Records:
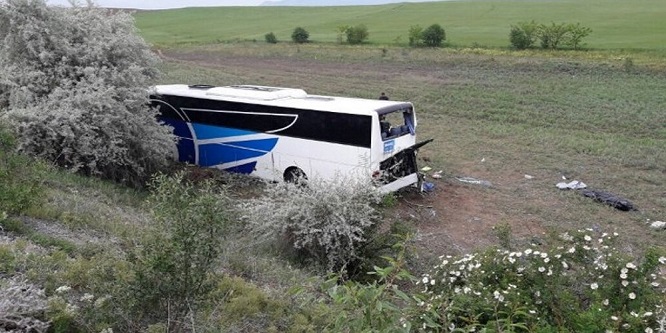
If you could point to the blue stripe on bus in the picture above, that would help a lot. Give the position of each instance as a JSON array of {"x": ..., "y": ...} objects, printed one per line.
[
  {"x": 246, "y": 168},
  {"x": 213, "y": 132},
  {"x": 216, "y": 153}
]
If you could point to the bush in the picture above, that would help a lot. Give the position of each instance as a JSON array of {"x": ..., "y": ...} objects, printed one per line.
[
  {"x": 327, "y": 223},
  {"x": 270, "y": 38},
  {"x": 433, "y": 36},
  {"x": 357, "y": 34},
  {"x": 523, "y": 35},
  {"x": 300, "y": 35},
  {"x": 175, "y": 262},
  {"x": 74, "y": 84}
]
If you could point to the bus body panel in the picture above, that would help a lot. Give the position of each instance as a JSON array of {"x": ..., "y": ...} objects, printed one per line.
[{"x": 332, "y": 137}]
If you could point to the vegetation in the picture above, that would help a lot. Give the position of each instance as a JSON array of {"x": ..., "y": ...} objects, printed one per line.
[
  {"x": 76, "y": 101},
  {"x": 80, "y": 254},
  {"x": 300, "y": 35},
  {"x": 357, "y": 34},
  {"x": 270, "y": 38},
  {"x": 433, "y": 36}
]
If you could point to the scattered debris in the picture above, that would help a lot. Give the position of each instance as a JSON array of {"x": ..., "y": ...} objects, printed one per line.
[
  {"x": 658, "y": 225},
  {"x": 574, "y": 185},
  {"x": 475, "y": 181},
  {"x": 609, "y": 199}
]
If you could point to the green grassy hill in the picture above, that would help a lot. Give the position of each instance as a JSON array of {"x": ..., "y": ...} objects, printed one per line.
[{"x": 616, "y": 24}]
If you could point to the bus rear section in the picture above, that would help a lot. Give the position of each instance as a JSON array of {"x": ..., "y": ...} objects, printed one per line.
[{"x": 396, "y": 148}]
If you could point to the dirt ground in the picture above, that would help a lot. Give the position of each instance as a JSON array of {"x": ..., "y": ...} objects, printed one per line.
[{"x": 455, "y": 217}]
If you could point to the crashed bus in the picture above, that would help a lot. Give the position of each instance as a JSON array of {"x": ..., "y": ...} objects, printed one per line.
[{"x": 284, "y": 133}]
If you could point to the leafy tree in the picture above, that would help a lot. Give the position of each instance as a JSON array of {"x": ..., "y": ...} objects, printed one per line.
[
  {"x": 415, "y": 37},
  {"x": 270, "y": 38},
  {"x": 433, "y": 36},
  {"x": 357, "y": 34},
  {"x": 74, "y": 83},
  {"x": 300, "y": 35},
  {"x": 523, "y": 35}
]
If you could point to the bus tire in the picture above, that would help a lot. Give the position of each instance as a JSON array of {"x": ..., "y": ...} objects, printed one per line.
[{"x": 294, "y": 175}]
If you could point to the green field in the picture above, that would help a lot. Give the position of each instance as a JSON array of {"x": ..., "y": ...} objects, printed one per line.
[{"x": 616, "y": 24}]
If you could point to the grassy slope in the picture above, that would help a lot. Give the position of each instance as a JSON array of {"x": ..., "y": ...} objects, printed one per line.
[{"x": 615, "y": 23}]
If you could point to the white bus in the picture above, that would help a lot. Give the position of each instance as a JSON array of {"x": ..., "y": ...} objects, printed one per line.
[{"x": 283, "y": 133}]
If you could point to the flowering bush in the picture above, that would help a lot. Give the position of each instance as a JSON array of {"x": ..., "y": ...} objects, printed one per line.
[{"x": 583, "y": 284}]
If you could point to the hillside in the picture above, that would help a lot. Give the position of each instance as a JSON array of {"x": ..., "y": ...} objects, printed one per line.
[{"x": 616, "y": 24}]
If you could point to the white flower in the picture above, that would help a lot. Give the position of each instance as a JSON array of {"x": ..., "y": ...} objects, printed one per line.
[{"x": 63, "y": 289}]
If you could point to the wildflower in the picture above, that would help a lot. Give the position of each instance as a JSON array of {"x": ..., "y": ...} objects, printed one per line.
[{"x": 63, "y": 289}]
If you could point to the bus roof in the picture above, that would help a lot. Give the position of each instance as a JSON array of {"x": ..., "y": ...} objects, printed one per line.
[{"x": 283, "y": 97}]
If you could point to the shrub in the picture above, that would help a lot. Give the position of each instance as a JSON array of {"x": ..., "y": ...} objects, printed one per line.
[
  {"x": 580, "y": 284},
  {"x": 74, "y": 83},
  {"x": 175, "y": 261},
  {"x": 433, "y": 36},
  {"x": 523, "y": 35},
  {"x": 20, "y": 177},
  {"x": 415, "y": 35},
  {"x": 300, "y": 35},
  {"x": 327, "y": 223},
  {"x": 270, "y": 38},
  {"x": 576, "y": 35},
  {"x": 357, "y": 34}
]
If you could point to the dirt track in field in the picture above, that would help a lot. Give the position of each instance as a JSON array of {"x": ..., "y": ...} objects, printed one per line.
[{"x": 455, "y": 217}]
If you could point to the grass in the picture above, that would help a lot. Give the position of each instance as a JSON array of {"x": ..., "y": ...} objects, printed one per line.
[{"x": 616, "y": 24}]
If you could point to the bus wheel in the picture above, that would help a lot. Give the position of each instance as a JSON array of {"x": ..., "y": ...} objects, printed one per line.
[{"x": 294, "y": 175}]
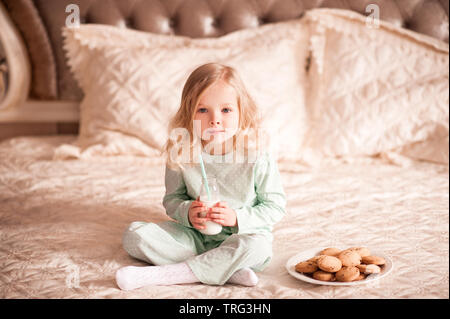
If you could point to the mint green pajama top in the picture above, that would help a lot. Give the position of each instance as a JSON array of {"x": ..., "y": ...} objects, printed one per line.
[{"x": 252, "y": 188}]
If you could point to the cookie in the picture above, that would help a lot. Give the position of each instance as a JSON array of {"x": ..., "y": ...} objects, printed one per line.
[
  {"x": 362, "y": 251},
  {"x": 347, "y": 274},
  {"x": 323, "y": 275},
  {"x": 330, "y": 252},
  {"x": 373, "y": 260},
  {"x": 306, "y": 267},
  {"x": 369, "y": 269},
  {"x": 349, "y": 258},
  {"x": 329, "y": 263},
  {"x": 315, "y": 258}
]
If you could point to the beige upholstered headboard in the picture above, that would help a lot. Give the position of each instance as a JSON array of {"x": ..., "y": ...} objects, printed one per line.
[{"x": 39, "y": 24}]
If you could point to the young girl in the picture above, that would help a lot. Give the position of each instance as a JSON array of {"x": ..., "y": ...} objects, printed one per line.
[{"x": 216, "y": 106}]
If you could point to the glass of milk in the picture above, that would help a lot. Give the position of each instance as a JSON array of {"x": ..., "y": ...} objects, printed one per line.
[{"x": 212, "y": 228}]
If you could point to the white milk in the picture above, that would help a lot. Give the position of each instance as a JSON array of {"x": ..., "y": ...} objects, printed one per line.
[{"x": 212, "y": 228}]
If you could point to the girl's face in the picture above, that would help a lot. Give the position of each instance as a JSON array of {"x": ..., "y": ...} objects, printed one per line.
[{"x": 216, "y": 118}]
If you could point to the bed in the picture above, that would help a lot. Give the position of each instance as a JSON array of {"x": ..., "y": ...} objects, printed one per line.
[{"x": 65, "y": 200}]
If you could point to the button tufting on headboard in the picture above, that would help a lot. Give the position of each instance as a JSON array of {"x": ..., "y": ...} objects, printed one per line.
[{"x": 192, "y": 18}]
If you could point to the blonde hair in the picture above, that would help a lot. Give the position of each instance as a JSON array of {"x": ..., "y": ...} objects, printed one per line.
[{"x": 198, "y": 81}]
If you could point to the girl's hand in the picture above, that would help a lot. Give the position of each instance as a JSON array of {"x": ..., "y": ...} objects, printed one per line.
[
  {"x": 196, "y": 208},
  {"x": 221, "y": 214}
]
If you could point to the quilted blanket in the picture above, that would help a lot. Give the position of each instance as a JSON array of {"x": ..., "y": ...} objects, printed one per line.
[{"x": 61, "y": 224}]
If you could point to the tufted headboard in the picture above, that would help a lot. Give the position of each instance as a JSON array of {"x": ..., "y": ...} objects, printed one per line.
[{"x": 40, "y": 22}]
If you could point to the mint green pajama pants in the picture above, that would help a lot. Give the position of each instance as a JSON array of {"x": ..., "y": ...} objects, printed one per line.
[{"x": 213, "y": 259}]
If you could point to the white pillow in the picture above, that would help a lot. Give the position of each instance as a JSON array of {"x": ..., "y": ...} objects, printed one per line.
[
  {"x": 133, "y": 80},
  {"x": 376, "y": 90}
]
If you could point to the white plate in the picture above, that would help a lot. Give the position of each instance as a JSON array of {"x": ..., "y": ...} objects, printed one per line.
[{"x": 305, "y": 255}]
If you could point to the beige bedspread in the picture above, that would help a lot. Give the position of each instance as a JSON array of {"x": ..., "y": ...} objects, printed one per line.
[{"x": 61, "y": 224}]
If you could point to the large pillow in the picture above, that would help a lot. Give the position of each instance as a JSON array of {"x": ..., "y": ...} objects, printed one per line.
[
  {"x": 376, "y": 89},
  {"x": 133, "y": 80}
]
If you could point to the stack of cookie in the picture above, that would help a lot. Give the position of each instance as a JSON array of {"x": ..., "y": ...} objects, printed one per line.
[{"x": 333, "y": 264}]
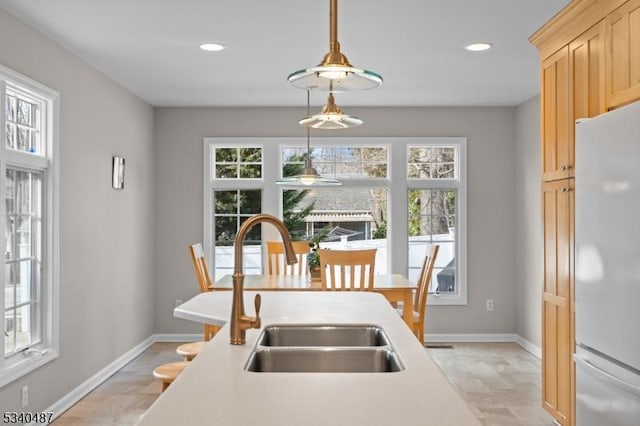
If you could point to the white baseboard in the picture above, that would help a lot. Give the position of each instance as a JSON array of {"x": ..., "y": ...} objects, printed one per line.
[
  {"x": 494, "y": 337},
  {"x": 178, "y": 338},
  {"x": 491, "y": 337},
  {"x": 68, "y": 400},
  {"x": 534, "y": 350}
]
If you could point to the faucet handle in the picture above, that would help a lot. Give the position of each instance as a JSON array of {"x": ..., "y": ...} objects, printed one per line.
[
  {"x": 257, "y": 302},
  {"x": 256, "y": 322}
]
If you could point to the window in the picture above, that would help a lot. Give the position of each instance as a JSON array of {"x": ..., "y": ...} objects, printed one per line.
[
  {"x": 28, "y": 215},
  {"x": 234, "y": 190},
  {"x": 397, "y": 194},
  {"x": 435, "y": 207}
]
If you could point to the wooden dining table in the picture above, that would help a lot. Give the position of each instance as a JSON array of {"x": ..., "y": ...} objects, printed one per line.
[{"x": 395, "y": 287}]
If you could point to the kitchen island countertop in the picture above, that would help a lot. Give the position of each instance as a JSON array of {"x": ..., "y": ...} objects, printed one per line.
[{"x": 216, "y": 389}]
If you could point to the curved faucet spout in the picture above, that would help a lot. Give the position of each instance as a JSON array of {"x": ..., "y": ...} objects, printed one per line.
[{"x": 240, "y": 322}]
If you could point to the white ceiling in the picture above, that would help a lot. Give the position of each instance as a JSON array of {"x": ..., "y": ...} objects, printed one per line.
[{"x": 151, "y": 47}]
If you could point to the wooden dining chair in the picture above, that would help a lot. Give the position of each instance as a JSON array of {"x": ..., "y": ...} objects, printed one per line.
[
  {"x": 204, "y": 282},
  {"x": 347, "y": 269},
  {"x": 167, "y": 373},
  {"x": 277, "y": 263},
  {"x": 422, "y": 291}
]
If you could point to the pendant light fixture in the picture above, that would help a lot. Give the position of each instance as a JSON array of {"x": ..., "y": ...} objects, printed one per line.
[
  {"x": 309, "y": 175},
  {"x": 335, "y": 67},
  {"x": 331, "y": 117}
]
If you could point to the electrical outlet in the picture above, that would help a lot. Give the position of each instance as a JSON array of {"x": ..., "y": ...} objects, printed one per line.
[
  {"x": 24, "y": 396},
  {"x": 490, "y": 305}
]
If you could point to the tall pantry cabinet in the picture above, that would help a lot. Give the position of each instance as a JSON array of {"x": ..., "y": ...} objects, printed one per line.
[{"x": 590, "y": 63}]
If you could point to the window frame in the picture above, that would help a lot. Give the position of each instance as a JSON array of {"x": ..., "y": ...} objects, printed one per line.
[
  {"x": 396, "y": 182},
  {"x": 47, "y": 349}
]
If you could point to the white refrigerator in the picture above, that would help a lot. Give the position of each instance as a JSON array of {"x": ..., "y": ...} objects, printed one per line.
[{"x": 607, "y": 268}]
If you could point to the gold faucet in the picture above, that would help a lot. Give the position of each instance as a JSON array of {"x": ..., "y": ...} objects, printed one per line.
[{"x": 240, "y": 322}]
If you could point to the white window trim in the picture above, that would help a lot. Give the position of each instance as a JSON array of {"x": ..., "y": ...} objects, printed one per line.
[
  {"x": 396, "y": 182},
  {"x": 47, "y": 350}
]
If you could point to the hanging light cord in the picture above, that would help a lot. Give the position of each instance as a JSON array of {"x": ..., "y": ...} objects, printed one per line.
[
  {"x": 308, "y": 162},
  {"x": 334, "y": 44}
]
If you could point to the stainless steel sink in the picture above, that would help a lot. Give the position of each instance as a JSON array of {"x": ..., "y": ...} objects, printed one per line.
[
  {"x": 323, "y": 335},
  {"x": 323, "y": 360},
  {"x": 323, "y": 348}
]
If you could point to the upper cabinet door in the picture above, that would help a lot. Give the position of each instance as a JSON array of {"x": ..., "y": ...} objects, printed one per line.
[
  {"x": 586, "y": 62},
  {"x": 557, "y": 149},
  {"x": 623, "y": 55}
]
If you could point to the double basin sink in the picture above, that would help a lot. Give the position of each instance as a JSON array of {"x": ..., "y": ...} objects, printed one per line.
[{"x": 335, "y": 348}]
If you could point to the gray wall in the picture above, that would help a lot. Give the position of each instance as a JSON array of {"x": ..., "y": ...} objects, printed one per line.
[
  {"x": 106, "y": 236},
  {"x": 528, "y": 237},
  {"x": 491, "y": 215}
]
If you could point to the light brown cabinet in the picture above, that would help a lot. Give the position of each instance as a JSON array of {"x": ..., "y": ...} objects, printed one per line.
[
  {"x": 623, "y": 54},
  {"x": 557, "y": 307},
  {"x": 590, "y": 63},
  {"x": 557, "y": 152},
  {"x": 586, "y": 62}
]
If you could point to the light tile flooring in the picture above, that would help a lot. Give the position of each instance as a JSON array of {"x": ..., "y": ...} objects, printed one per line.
[{"x": 500, "y": 381}]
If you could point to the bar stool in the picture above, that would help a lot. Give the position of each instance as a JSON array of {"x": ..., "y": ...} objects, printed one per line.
[{"x": 190, "y": 350}]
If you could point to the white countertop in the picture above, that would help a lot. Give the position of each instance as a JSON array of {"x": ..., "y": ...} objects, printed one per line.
[{"x": 216, "y": 390}]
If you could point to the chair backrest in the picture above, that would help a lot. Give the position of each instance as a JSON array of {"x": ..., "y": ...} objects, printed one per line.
[
  {"x": 200, "y": 265},
  {"x": 422, "y": 291},
  {"x": 347, "y": 269},
  {"x": 276, "y": 260}
]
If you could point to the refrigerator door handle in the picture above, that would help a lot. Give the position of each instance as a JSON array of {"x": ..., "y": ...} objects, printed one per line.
[{"x": 603, "y": 375}]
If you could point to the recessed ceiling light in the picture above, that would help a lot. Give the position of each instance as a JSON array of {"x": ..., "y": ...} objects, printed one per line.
[
  {"x": 212, "y": 47},
  {"x": 479, "y": 46}
]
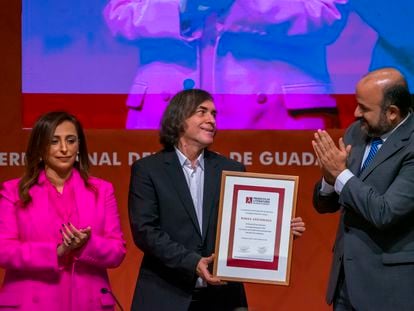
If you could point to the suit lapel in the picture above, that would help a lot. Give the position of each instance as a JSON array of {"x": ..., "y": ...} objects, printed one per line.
[
  {"x": 357, "y": 153},
  {"x": 176, "y": 175},
  {"x": 211, "y": 182},
  {"x": 392, "y": 145}
]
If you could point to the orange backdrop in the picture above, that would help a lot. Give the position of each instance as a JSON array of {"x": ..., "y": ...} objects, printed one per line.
[{"x": 280, "y": 152}]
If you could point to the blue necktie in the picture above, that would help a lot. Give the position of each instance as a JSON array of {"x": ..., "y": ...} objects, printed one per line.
[{"x": 375, "y": 143}]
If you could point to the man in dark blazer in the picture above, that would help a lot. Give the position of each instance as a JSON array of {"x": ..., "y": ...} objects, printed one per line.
[
  {"x": 172, "y": 225},
  {"x": 369, "y": 179},
  {"x": 173, "y": 206}
]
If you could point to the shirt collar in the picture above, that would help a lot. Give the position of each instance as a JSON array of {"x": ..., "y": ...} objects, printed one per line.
[
  {"x": 43, "y": 178},
  {"x": 185, "y": 161}
]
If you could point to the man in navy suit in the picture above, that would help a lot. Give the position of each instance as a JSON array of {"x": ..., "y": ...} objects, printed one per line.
[
  {"x": 173, "y": 205},
  {"x": 369, "y": 179}
]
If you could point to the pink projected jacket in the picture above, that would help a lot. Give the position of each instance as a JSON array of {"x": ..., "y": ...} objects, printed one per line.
[
  {"x": 34, "y": 279},
  {"x": 265, "y": 61}
]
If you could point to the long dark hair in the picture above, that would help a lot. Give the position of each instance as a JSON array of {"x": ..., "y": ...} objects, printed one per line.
[
  {"x": 39, "y": 144},
  {"x": 181, "y": 106}
]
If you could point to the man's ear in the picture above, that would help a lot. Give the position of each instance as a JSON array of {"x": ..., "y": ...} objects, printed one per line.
[{"x": 393, "y": 113}]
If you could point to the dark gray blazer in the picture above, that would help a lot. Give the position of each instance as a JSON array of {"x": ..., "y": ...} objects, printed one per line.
[
  {"x": 165, "y": 227},
  {"x": 375, "y": 238}
]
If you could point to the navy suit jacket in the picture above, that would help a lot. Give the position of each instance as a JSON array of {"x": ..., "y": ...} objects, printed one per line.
[{"x": 375, "y": 238}]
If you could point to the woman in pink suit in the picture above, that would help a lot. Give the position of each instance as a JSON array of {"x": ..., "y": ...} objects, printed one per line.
[{"x": 59, "y": 227}]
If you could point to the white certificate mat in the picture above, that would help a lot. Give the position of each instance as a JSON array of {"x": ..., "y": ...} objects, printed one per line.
[{"x": 254, "y": 239}]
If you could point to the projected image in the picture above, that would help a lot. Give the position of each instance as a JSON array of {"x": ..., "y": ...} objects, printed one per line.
[{"x": 270, "y": 64}]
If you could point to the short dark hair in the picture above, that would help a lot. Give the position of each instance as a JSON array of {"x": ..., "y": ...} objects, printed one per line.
[
  {"x": 181, "y": 107},
  {"x": 398, "y": 95},
  {"x": 38, "y": 146}
]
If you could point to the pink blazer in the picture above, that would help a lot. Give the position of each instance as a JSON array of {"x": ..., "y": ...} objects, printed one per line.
[{"x": 29, "y": 236}]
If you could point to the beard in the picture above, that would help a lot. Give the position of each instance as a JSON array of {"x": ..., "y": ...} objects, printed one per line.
[{"x": 376, "y": 130}]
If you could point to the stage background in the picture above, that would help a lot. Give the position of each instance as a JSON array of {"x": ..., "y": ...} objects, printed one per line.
[{"x": 279, "y": 152}]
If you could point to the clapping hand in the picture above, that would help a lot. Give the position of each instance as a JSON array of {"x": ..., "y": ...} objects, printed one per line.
[{"x": 72, "y": 238}]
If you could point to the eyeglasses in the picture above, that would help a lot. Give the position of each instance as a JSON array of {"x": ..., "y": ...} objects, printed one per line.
[{"x": 69, "y": 140}]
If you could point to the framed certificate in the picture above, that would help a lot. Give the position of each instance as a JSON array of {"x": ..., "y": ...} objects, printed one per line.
[{"x": 254, "y": 240}]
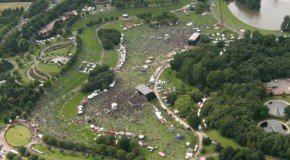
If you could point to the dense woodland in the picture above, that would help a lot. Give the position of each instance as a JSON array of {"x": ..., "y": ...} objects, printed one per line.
[
  {"x": 105, "y": 145},
  {"x": 236, "y": 77},
  {"x": 8, "y": 19},
  {"x": 18, "y": 100},
  {"x": 99, "y": 78},
  {"x": 36, "y": 7}
]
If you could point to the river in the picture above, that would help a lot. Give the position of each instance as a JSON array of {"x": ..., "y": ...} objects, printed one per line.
[{"x": 270, "y": 15}]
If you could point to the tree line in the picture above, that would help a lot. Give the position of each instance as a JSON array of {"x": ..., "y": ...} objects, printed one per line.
[
  {"x": 1, "y": 1},
  {"x": 36, "y": 7},
  {"x": 237, "y": 78},
  {"x": 251, "y": 4},
  {"x": 18, "y": 100},
  {"x": 9, "y": 19},
  {"x": 285, "y": 26},
  {"x": 164, "y": 18},
  {"x": 106, "y": 145}
]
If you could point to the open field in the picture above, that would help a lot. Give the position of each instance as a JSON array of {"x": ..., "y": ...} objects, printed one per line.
[
  {"x": 209, "y": 149},
  {"x": 7, "y": 5},
  {"x": 278, "y": 97},
  {"x": 170, "y": 76},
  {"x": 234, "y": 22},
  {"x": 110, "y": 57},
  {"x": 55, "y": 113},
  {"x": 215, "y": 136},
  {"x": 130, "y": 11},
  {"x": 50, "y": 69},
  {"x": 91, "y": 45},
  {"x": 60, "y": 52},
  {"x": 18, "y": 135},
  {"x": 52, "y": 154},
  {"x": 70, "y": 108}
]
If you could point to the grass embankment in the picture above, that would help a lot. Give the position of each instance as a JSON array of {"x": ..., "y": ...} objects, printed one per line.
[
  {"x": 232, "y": 21},
  {"x": 7, "y": 5},
  {"x": 215, "y": 136},
  {"x": 50, "y": 69},
  {"x": 278, "y": 97},
  {"x": 130, "y": 11},
  {"x": 70, "y": 108},
  {"x": 170, "y": 76},
  {"x": 18, "y": 135},
  {"x": 52, "y": 154}
]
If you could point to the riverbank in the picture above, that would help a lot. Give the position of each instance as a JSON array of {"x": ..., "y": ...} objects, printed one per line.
[{"x": 232, "y": 21}]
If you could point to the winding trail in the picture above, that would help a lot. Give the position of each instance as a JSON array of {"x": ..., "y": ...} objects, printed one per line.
[{"x": 200, "y": 134}]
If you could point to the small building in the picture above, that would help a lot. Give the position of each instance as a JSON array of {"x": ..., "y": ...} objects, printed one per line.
[
  {"x": 194, "y": 38},
  {"x": 69, "y": 14},
  {"x": 146, "y": 92},
  {"x": 126, "y": 17}
]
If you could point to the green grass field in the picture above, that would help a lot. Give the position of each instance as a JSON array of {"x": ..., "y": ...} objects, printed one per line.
[
  {"x": 60, "y": 52},
  {"x": 70, "y": 108},
  {"x": 278, "y": 97},
  {"x": 234, "y": 22},
  {"x": 53, "y": 154},
  {"x": 209, "y": 149},
  {"x": 91, "y": 44},
  {"x": 18, "y": 135},
  {"x": 50, "y": 69},
  {"x": 110, "y": 57},
  {"x": 13, "y": 5},
  {"x": 170, "y": 75},
  {"x": 215, "y": 136}
]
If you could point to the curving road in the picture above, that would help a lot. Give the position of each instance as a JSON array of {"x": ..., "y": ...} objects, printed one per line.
[{"x": 184, "y": 123}]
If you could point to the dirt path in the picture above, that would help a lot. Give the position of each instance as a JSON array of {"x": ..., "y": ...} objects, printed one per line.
[{"x": 200, "y": 134}]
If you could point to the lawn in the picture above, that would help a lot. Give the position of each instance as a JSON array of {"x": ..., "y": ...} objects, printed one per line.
[
  {"x": 13, "y": 5},
  {"x": 215, "y": 136},
  {"x": 110, "y": 57},
  {"x": 91, "y": 44},
  {"x": 53, "y": 154},
  {"x": 130, "y": 11},
  {"x": 65, "y": 95},
  {"x": 18, "y": 135},
  {"x": 209, "y": 149},
  {"x": 50, "y": 69},
  {"x": 60, "y": 52},
  {"x": 70, "y": 108},
  {"x": 278, "y": 97},
  {"x": 170, "y": 76},
  {"x": 232, "y": 21}
]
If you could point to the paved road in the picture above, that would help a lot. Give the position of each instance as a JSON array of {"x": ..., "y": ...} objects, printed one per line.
[{"x": 198, "y": 133}]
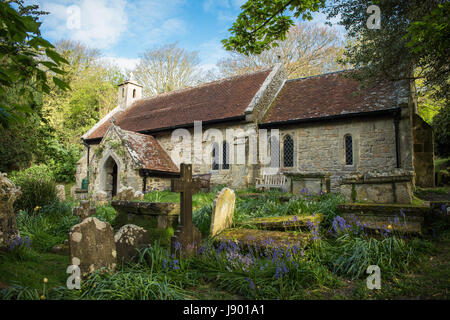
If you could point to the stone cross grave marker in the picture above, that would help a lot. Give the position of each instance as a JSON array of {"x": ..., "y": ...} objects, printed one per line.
[{"x": 187, "y": 237}]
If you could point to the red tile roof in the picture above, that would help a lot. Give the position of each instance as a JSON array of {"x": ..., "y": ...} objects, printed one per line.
[
  {"x": 216, "y": 100},
  {"x": 328, "y": 95},
  {"x": 146, "y": 150}
]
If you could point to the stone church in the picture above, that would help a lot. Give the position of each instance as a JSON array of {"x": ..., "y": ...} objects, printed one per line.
[{"x": 335, "y": 134}]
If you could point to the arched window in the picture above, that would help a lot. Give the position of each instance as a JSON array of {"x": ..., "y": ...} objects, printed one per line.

Exercise requirements: In the entries above, find the line containing "If you could point to the red". Set down that line and every line after it through the last one, exactly and alone.

Expected output:
If you could point to the red tile roof in the picture above, that would help a lot. Give the position of each instance as a JSON array of {"x": ..., "y": ...} objects, printed one per line.
[
  {"x": 216, "y": 100},
  {"x": 328, "y": 95},
  {"x": 146, "y": 150}
]
If you could point to the stone church in the picture above, that would help a lot. Give the position of each instance as a JSON array of {"x": ..., "y": ...} objects, printed one per line.
[{"x": 335, "y": 134}]
If you could point to the arched window in the picture above, that would help a lot. Give the position of each instance as a JSON array of {"x": ..., "y": ...} objects, printed one per line.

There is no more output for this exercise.